(Data for processing begins)
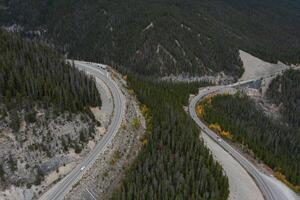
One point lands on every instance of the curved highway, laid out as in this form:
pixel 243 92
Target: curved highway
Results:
pixel 265 182
pixel 59 190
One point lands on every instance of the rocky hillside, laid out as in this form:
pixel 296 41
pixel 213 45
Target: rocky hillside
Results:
pixel 45 117
pixel 163 37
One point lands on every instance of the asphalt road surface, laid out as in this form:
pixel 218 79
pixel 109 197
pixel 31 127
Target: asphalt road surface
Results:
pixel 271 188
pixel 59 190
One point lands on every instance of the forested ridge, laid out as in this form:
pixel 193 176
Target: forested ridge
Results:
pixel 275 143
pixel 31 72
pixel 285 91
pixel 173 163
pixel 162 37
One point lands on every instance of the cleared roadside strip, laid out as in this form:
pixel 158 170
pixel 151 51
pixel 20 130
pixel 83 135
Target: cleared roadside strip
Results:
pixel 268 189
pixel 59 190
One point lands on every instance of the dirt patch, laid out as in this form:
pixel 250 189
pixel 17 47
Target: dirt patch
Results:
pixel 255 67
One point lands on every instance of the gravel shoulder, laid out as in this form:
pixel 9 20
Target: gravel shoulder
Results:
pixel 255 67
pixel 241 185
pixel 104 176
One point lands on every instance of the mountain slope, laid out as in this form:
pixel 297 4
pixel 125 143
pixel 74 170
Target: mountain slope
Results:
pixel 44 113
pixel 163 37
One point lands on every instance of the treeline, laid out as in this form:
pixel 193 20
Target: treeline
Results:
pixel 186 36
pixel 32 72
pixel 285 90
pixel 275 143
pixel 173 163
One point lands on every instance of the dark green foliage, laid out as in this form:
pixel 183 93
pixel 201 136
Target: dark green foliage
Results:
pixel 277 144
pixel 30 117
pixel 190 36
pixel 174 164
pixel 32 72
pixel 285 89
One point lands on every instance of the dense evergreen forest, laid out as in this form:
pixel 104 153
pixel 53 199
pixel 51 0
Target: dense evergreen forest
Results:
pixel 174 163
pixel 31 72
pixel 285 90
pixel 277 144
pixel 168 36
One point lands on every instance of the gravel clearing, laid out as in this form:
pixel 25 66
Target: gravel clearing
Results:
pixel 255 67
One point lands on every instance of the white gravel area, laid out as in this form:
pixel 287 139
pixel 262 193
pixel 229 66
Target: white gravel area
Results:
pixel 241 185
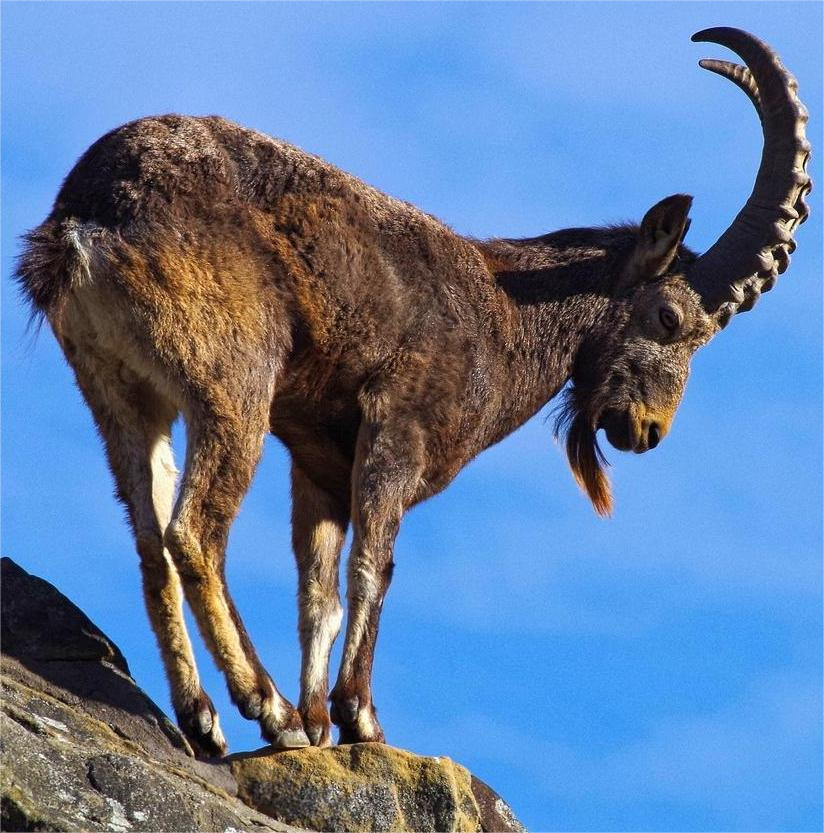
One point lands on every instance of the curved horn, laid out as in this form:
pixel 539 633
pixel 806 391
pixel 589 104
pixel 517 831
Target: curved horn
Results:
(Data for processing ends)
Full copy, no pictures: write out each line of the data exactly as it stands.

One point lands on every instance of the curved highway, laid out as in this form:
pixel 243 92
Target: curved highway
Results:
pixel 265 182
pixel 59 190
One point lands on every instance of the rocky hillside, laid out as in this form:
pixel 296 41
pixel 213 45
Target: rocky hillside
Results:
pixel 45 117
pixel 163 37
One point lands on every instance of the asphalt road surface, laid out as in this form:
pixel 218 79
pixel 109 197
pixel 31 127
Target: asphalt road surface
Results:
pixel 271 188
pixel 59 190
One point lands on every instance of the forested ridge, laid out as in this form:
pixel 193 176
Target: forested ridge
Results:
pixel 275 143
pixel 31 72
pixel 285 91
pixel 173 163
pixel 162 37
One point lands on every instance of the cleared roadside strip, laid out as in this form:
pixel 158 170
pixel 151 51
pixel 20 130
pixel 83 135
Target: cleared roadside strip
Results:
pixel 268 189
pixel 59 190
One point lands on every instance of the dirt patch, laid out as in this form:
pixel 250 189
pixel 17 47
Target: dirt patch
Results:
pixel 255 67
One point lands on every instance of the gravel shoulder, laid out as in this form:
pixel 9 20
Target: gravel shoulder
Results:
pixel 255 67
pixel 241 185
pixel 104 176
One point lands on every instance of the mountain slope, laid out as in this form:
pixel 297 4
pixel 125 143
pixel 74 170
Target: mountain slope
Results:
pixel 44 113
pixel 163 37
One point lands on every instance of the treeline, laid out as in this form:
pixel 193 20
Target: treeline
Results:
pixel 186 36
pixel 32 72
pixel 285 90
pixel 275 143
pixel 173 163
One point lands on every instance of the dark green foliage, laid out as in this form:
pixel 183 93
pixel 201 136
Target: dark green foliage
Results:
pixel 277 144
pixel 30 117
pixel 190 36
pixel 174 164
pixel 32 72
pixel 285 89
One point lands on every instance of the dense evergreen forest, laid out as in this form:
pixel 104 153
pixel 53 199
pixel 51 0
Target: dense evergreen forest
Results:
pixel 174 163
pixel 31 72
pixel 285 90
pixel 277 144
pixel 168 36
One point lands on every instance of the gravel clearing, laid out as in this form:
pixel 25 66
Target: gravel clearing
Results:
pixel 255 67
One point lands on every instance of the white gravel area, laid out as in this form:
pixel 287 139
pixel 262 193
pixel 229 66
Target: white gravel area
Results:
pixel 241 185
One point lands on every instance of the curved horn, laid out as in this form:
pixel 539 633
pixel 806 391
pixel 589 104
pixel 517 831
Target: curved horn
Results:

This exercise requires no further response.